Aim of the exercise:
Whenever a line below holds the word "clear", copy that line.

═══

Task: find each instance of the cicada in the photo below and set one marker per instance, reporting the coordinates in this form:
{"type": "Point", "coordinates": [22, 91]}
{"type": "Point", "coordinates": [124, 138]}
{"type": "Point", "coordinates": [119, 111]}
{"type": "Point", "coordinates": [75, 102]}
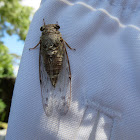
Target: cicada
{"type": "Point", "coordinates": [54, 70]}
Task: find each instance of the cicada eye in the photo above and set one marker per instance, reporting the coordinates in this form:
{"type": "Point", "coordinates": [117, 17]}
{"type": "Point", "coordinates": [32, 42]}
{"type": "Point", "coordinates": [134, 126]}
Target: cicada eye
{"type": "Point", "coordinates": [42, 28]}
{"type": "Point", "coordinates": [57, 26]}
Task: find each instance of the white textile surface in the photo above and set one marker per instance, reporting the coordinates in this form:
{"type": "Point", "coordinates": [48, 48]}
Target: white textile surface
{"type": "Point", "coordinates": [105, 73]}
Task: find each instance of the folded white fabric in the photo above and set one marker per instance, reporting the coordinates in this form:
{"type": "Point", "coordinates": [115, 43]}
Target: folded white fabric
{"type": "Point", "coordinates": [105, 73]}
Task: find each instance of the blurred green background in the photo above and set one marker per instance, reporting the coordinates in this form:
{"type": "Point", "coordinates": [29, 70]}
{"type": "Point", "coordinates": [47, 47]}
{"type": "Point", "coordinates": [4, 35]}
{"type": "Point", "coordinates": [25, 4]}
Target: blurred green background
{"type": "Point", "coordinates": [15, 17]}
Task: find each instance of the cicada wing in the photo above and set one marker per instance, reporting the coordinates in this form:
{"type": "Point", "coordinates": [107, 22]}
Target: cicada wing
{"type": "Point", "coordinates": [47, 89]}
{"type": "Point", "coordinates": [63, 87]}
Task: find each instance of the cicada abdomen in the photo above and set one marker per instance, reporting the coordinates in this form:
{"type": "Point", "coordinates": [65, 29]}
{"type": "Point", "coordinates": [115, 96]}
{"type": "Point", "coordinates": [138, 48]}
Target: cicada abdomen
{"type": "Point", "coordinates": [54, 70]}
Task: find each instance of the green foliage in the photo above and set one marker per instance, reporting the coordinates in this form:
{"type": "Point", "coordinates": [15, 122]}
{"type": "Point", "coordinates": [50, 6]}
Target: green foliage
{"type": "Point", "coordinates": [6, 66]}
{"type": "Point", "coordinates": [18, 17]}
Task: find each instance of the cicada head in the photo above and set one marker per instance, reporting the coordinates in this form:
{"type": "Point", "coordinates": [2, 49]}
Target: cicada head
{"type": "Point", "coordinates": [49, 27]}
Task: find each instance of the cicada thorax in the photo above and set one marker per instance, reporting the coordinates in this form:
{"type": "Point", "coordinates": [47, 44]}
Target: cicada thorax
{"type": "Point", "coordinates": [52, 51]}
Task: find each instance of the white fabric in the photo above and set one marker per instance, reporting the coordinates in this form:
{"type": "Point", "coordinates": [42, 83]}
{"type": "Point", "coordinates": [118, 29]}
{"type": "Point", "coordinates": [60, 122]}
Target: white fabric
{"type": "Point", "coordinates": [105, 73]}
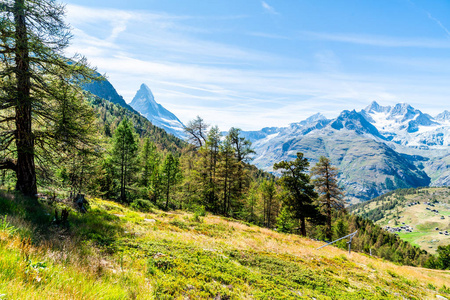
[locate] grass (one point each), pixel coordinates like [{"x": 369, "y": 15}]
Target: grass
[
  {"x": 422, "y": 220},
  {"x": 113, "y": 252}
]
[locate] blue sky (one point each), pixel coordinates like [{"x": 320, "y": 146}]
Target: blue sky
[{"x": 254, "y": 64}]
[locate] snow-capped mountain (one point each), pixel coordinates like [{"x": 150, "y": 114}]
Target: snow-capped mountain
[
  {"x": 144, "y": 102},
  {"x": 409, "y": 127},
  {"x": 377, "y": 149}
]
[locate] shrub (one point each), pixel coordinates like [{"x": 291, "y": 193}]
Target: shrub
[{"x": 142, "y": 205}]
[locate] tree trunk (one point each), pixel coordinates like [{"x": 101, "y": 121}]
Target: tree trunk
[
  {"x": 25, "y": 170},
  {"x": 303, "y": 226}
]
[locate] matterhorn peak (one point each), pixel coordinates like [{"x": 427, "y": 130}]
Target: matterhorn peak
[{"x": 144, "y": 102}]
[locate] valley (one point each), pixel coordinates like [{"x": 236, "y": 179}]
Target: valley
[{"x": 415, "y": 209}]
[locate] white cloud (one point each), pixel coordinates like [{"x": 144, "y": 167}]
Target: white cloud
[
  {"x": 269, "y": 8},
  {"x": 439, "y": 23},
  {"x": 379, "y": 41},
  {"x": 229, "y": 85}
]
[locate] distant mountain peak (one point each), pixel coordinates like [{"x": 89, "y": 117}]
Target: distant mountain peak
[
  {"x": 145, "y": 103},
  {"x": 443, "y": 116},
  {"x": 375, "y": 107}
]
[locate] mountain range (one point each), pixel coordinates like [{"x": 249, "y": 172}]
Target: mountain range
[
  {"x": 377, "y": 149},
  {"x": 144, "y": 102}
]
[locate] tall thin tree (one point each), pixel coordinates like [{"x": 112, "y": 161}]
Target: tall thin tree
[
  {"x": 300, "y": 192},
  {"x": 124, "y": 154},
  {"x": 331, "y": 196},
  {"x": 33, "y": 35}
]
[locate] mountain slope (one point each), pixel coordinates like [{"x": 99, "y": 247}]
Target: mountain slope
[
  {"x": 409, "y": 208},
  {"x": 110, "y": 115},
  {"x": 132, "y": 255},
  {"x": 378, "y": 149},
  {"x": 144, "y": 102},
  {"x": 105, "y": 90}
]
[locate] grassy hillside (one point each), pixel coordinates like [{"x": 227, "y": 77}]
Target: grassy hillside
[
  {"x": 113, "y": 252},
  {"x": 395, "y": 210}
]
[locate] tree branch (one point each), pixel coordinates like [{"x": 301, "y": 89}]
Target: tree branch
[{"x": 8, "y": 164}]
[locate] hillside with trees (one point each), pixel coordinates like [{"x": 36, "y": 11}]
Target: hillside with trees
[
  {"x": 94, "y": 191},
  {"x": 419, "y": 216}
]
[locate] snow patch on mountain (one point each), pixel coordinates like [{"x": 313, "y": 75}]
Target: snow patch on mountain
[{"x": 144, "y": 102}]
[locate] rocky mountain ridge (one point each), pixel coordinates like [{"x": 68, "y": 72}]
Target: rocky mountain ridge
[
  {"x": 377, "y": 149},
  {"x": 144, "y": 102}
]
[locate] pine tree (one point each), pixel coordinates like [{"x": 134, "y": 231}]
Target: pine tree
[
  {"x": 300, "y": 192},
  {"x": 197, "y": 132},
  {"x": 331, "y": 196},
  {"x": 124, "y": 153},
  {"x": 33, "y": 36},
  {"x": 243, "y": 150},
  {"x": 212, "y": 153},
  {"x": 227, "y": 175},
  {"x": 285, "y": 223},
  {"x": 170, "y": 175},
  {"x": 268, "y": 192}
]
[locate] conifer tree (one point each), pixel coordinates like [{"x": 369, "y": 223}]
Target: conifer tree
[
  {"x": 170, "y": 175},
  {"x": 268, "y": 191},
  {"x": 212, "y": 151},
  {"x": 227, "y": 174},
  {"x": 197, "y": 132},
  {"x": 331, "y": 196},
  {"x": 243, "y": 150},
  {"x": 124, "y": 153},
  {"x": 33, "y": 36},
  {"x": 300, "y": 192}
]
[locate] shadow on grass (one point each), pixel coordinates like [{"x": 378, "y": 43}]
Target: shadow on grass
[{"x": 35, "y": 219}]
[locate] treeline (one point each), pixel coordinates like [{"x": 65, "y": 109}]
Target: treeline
[{"x": 372, "y": 239}]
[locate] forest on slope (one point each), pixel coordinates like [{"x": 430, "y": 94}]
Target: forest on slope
[{"x": 74, "y": 148}]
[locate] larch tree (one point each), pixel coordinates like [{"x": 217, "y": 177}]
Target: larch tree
[
  {"x": 212, "y": 151},
  {"x": 170, "y": 174},
  {"x": 124, "y": 154},
  {"x": 243, "y": 151},
  {"x": 300, "y": 192},
  {"x": 268, "y": 192},
  {"x": 331, "y": 196},
  {"x": 197, "y": 132},
  {"x": 33, "y": 73}
]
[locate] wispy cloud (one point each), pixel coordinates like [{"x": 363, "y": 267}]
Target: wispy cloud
[
  {"x": 379, "y": 41},
  {"x": 269, "y": 8},
  {"x": 230, "y": 85},
  {"x": 439, "y": 23}
]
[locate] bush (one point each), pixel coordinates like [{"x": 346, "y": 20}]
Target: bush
[{"x": 142, "y": 205}]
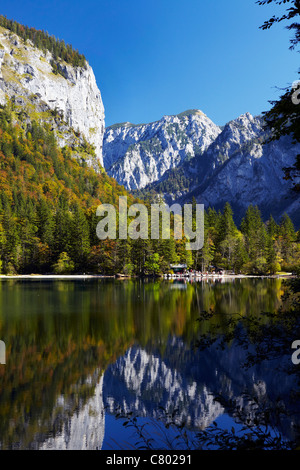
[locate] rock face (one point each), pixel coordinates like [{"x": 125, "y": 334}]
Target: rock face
[
  {"x": 26, "y": 74},
  {"x": 138, "y": 155},
  {"x": 235, "y": 164},
  {"x": 247, "y": 169}
]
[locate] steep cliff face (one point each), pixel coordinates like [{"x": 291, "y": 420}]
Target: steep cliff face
[
  {"x": 247, "y": 169},
  {"x": 27, "y": 76},
  {"x": 235, "y": 164},
  {"x": 138, "y": 155}
]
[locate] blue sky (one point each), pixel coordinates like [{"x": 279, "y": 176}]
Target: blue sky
[{"x": 166, "y": 56}]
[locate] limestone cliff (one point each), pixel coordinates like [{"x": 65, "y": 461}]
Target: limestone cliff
[{"x": 27, "y": 76}]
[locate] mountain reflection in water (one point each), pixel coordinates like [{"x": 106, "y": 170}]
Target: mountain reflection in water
[{"x": 78, "y": 350}]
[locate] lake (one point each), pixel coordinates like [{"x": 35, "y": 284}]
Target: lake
[{"x": 80, "y": 351}]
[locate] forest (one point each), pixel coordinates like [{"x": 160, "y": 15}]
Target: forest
[
  {"x": 43, "y": 41},
  {"x": 48, "y": 202}
]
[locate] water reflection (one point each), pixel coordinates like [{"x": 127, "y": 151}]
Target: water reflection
[{"x": 76, "y": 349}]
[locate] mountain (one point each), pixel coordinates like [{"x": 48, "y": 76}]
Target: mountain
[
  {"x": 136, "y": 155},
  {"x": 49, "y": 86},
  {"x": 235, "y": 164}
]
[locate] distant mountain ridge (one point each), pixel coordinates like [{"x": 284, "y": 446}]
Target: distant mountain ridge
[
  {"x": 136, "y": 155},
  {"x": 234, "y": 164}
]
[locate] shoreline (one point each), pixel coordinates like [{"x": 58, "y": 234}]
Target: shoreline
[{"x": 100, "y": 276}]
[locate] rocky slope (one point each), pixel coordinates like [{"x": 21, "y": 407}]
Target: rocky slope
[
  {"x": 27, "y": 76},
  {"x": 138, "y": 155},
  {"x": 239, "y": 166}
]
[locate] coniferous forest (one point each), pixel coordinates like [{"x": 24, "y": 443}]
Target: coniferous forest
[{"x": 48, "y": 203}]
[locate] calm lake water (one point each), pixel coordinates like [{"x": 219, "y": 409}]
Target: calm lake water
[{"x": 76, "y": 351}]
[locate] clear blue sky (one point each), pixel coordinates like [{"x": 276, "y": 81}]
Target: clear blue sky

═══

Response to this task:
[locate] clear blue sky (one point each), pixel coordinates like [{"x": 276, "y": 81}]
Target: clear blue sky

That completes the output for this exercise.